Super Tuscans are an unofficial category of Tuscan wines, not recognized within the Italian wine classification system. Although an extraordinary number of wines claim to be "the first Super Tuscan," most would agree that this credit belongs to Sassicaia, the brainchild of marchese Mario Incisa della Rocchetta, who planted Cabernet Sauvignon at his Tenuta San Guido estate in Bolgheri back in 1944. It was for many years the marchese's personal wine, until, starting with the 1968 vintage, it was released commercially in 1971.
The growth of Super Tuscans is also rooted in the restrictive DOC practices of the Chianti zone prior to the 1990s. During this time Chianti could be composed of no more than 70% Sangiovese and had to include at least 10% of one of the local white wine grapes. Producers who deviated from these regulations could not use the Chianti name on their wine labels and would be classified as vino da tavola—Italy's lowest wine designation. By the 1970s, the consumer market for Chianti wines was suffering and the wines were widely perceived to be lacking quality. Many Tuscan wine producers thought they could produce a better quality wine if they were not hindered by the DOC regulations.

---+---

__Parts of the exercise__:
1. Repeat word for word the part of the Super Tuscans text from "The growth of" up to and including "the DOC regulations.".
2. In the Super Tuscans text, what was the minimum share of local white wine grapes that Chianti had to include before the 1990s?
The items play no part in this.

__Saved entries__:
---+---

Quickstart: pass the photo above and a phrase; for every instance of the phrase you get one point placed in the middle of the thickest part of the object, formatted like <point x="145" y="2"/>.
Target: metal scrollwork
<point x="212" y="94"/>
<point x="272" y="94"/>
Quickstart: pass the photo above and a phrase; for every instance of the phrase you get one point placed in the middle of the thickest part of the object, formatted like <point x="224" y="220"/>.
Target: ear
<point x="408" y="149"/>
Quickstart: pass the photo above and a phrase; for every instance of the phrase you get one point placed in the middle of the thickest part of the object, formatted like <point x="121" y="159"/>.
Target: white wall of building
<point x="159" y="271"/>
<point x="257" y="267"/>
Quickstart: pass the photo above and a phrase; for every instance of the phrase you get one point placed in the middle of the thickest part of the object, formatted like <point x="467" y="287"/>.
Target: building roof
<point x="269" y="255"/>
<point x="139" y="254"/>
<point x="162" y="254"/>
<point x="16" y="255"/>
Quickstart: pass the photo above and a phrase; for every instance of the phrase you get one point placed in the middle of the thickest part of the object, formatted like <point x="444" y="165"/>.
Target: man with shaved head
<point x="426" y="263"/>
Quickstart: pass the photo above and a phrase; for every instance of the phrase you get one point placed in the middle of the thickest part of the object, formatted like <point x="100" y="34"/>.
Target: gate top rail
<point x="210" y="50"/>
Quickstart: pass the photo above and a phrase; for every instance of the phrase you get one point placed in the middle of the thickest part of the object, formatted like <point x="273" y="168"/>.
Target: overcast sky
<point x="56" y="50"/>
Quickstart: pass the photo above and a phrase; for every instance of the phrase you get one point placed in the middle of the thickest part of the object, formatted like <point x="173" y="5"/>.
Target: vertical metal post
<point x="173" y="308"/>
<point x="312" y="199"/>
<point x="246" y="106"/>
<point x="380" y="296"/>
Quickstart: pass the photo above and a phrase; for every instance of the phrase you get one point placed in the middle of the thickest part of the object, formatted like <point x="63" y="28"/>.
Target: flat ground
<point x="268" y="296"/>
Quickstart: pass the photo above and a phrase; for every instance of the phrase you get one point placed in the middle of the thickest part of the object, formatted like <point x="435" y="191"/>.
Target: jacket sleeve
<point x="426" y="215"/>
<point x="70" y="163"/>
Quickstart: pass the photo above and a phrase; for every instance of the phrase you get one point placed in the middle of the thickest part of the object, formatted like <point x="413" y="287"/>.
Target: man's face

---+---

__Per-task answers__:
1.
The growth of Super Tuscans is also rooted in the restrictive DOC practices of the Chianti zone prior to the 1990s. During this time Chianti could be composed of no more than 70% Sangiovese and had to include at least 10% of one of the local white wine grapes. Producers who deviated from these regulations could not use the Chianti name on their wine labels and would be classified as vino da tavola—Italy's lowest wine designation. By the 1970s, the consumer market for Chianti wines was suffering and the wines were widely perceived to be lacking quality. Many Tuscan wine producers thought they could produce a better quality wine if they were not hindered by the DOC regulations.

2. At least 10%.